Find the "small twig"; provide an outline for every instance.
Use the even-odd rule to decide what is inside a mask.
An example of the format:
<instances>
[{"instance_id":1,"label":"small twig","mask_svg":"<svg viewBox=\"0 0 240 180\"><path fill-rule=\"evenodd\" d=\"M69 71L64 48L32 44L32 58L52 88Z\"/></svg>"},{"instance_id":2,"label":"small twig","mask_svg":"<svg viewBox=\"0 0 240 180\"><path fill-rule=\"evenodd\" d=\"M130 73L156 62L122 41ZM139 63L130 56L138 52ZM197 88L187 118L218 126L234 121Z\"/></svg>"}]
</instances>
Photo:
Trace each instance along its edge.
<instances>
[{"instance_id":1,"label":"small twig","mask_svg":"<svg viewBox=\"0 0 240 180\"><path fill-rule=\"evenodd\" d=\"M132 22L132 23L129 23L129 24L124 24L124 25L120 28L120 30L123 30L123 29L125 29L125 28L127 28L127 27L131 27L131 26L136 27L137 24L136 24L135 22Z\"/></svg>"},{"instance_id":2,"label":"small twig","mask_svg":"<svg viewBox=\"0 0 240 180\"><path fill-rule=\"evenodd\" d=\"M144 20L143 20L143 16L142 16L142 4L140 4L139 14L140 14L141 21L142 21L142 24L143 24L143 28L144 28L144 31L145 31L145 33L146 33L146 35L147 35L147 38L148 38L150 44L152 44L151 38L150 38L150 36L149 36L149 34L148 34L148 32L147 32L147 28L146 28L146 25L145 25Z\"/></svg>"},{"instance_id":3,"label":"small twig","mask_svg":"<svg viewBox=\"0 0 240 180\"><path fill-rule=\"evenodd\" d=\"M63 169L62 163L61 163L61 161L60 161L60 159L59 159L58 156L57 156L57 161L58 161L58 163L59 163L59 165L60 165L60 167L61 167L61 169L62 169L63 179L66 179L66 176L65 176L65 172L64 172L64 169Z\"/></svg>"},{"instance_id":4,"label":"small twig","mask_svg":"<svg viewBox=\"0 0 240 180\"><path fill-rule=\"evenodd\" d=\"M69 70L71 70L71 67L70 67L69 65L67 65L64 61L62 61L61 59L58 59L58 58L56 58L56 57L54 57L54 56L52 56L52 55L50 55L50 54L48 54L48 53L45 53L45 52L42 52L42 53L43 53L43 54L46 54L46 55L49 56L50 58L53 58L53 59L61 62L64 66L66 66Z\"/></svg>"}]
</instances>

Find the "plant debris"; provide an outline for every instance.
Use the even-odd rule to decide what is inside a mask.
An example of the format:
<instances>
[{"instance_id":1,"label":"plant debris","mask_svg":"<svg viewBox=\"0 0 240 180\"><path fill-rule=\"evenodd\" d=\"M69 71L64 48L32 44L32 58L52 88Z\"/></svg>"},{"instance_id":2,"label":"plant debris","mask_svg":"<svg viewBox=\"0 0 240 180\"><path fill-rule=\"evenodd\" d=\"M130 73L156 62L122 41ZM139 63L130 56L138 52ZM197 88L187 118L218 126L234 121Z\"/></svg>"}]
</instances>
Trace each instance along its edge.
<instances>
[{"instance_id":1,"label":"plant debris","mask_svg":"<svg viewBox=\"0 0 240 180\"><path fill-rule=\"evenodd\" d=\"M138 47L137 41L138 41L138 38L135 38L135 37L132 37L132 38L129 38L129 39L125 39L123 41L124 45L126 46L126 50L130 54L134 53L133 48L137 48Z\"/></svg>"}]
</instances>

> _EXERCISE INSTRUCTIONS_: Would you please give the data above again, exactly as it appears?

> _REPLY_:
Find the "small twig"; provide an outline for every instance.
Use the even-odd rule to decide what is inside a mask.
An example of the format:
<instances>
[{"instance_id":1,"label":"small twig","mask_svg":"<svg viewBox=\"0 0 240 180\"><path fill-rule=\"evenodd\" d=\"M69 71L64 48L32 44L32 58L52 88Z\"/></svg>"},{"instance_id":2,"label":"small twig","mask_svg":"<svg viewBox=\"0 0 240 180\"><path fill-rule=\"evenodd\" d=\"M130 73L156 62L122 41ZM139 63L130 56L138 52ZM197 88L187 118L218 126L234 121Z\"/></svg>"}]
</instances>
Photo:
Trace each instance along its edge.
<instances>
[{"instance_id":1,"label":"small twig","mask_svg":"<svg viewBox=\"0 0 240 180\"><path fill-rule=\"evenodd\" d=\"M132 22L132 23L129 23L129 24L124 24L124 25L120 28L120 30L123 30L123 29L125 29L125 28L127 28L127 27L131 27L131 26L136 27L137 24L136 24L135 22Z\"/></svg>"},{"instance_id":2,"label":"small twig","mask_svg":"<svg viewBox=\"0 0 240 180\"><path fill-rule=\"evenodd\" d=\"M144 20L143 20L143 16L142 16L142 4L140 4L139 14L140 14L141 21L142 21L142 24L143 24L143 28L144 28L144 31L145 31L145 33L146 33L146 35L147 35L147 38L148 38L150 44L152 44L151 38L150 38L150 36L149 36L149 34L148 34L148 32L147 32L147 28L146 28L146 25L145 25Z\"/></svg>"},{"instance_id":3,"label":"small twig","mask_svg":"<svg viewBox=\"0 0 240 180\"><path fill-rule=\"evenodd\" d=\"M63 169L62 163L61 163L61 161L60 161L60 159L59 159L58 156L57 156L57 161L58 161L58 163L59 163L59 165L60 165L60 167L61 167L61 169L62 169L63 179L66 179L66 176L65 176L65 172L64 172L64 169Z\"/></svg>"},{"instance_id":4,"label":"small twig","mask_svg":"<svg viewBox=\"0 0 240 180\"><path fill-rule=\"evenodd\" d=\"M69 70L71 70L71 67L70 67L69 65L67 65L64 61L62 61L61 59L58 59L58 58L56 58L56 57L54 57L54 56L52 56L52 55L50 55L50 54L48 54L48 53L45 53L45 52L42 52L42 53L43 53L43 54L46 54L46 55L49 56L50 58L53 58L53 59L61 62L64 66L66 66Z\"/></svg>"}]
</instances>

Find the "plant debris"; provide an outline for every instance.
Use the even-odd rule to decide what is inside a mask.
An example of the format:
<instances>
[{"instance_id":1,"label":"plant debris","mask_svg":"<svg viewBox=\"0 0 240 180\"><path fill-rule=\"evenodd\" d=\"M69 71L64 48L32 44L32 58L52 88Z\"/></svg>"},{"instance_id":2,"label":"plant debris","mask_svg":"<svg viewBox=\"0 0 240 180\"><path fill-rule=\"evenodd\" d=\"M130 73L156 62L122 41ZM139 63L130 56L138 52ZM197 88L187 118L218 126L234 121Z\"/></svg>"}]
</instances>
Trace each instance along its edge.
<instances>
[{"instance_id":1,"label":"plant debris","mask_svg":"<svg viewBox=\"0 0 240 180\"><path fill-rule=\"evenodd\" d=\"M138 47L137 41L138 41L138 38L135 38L135 37L132 37L132 38L129 38L129 39L125 39L123 41L124 45L126 46L126 50L130 54L134 53L133 48L137 48Z\"/></svg>"}]
</instances>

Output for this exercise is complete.